## HOW TO COMPLETE THIS TASK
Scan the entries below and return each line that contains "clock".

DATA FOR THIS TASK: Begin

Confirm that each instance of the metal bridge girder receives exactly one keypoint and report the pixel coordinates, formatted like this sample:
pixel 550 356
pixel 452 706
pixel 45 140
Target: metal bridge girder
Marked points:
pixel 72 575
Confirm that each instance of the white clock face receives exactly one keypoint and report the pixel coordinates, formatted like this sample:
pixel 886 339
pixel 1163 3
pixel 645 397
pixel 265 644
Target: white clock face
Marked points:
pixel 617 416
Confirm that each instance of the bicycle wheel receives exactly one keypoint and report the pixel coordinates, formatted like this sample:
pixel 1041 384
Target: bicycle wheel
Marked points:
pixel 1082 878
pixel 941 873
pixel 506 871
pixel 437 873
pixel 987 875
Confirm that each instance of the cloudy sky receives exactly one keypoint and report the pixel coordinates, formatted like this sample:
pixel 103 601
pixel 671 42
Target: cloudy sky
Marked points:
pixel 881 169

DATA FOR THIS TASK: End

## EXPECTED OUTPUT
Confirm that each instance of the white clock face receives exactly one keypoint and report the pixel coordinates, formatted like this sample:
Target: white clock face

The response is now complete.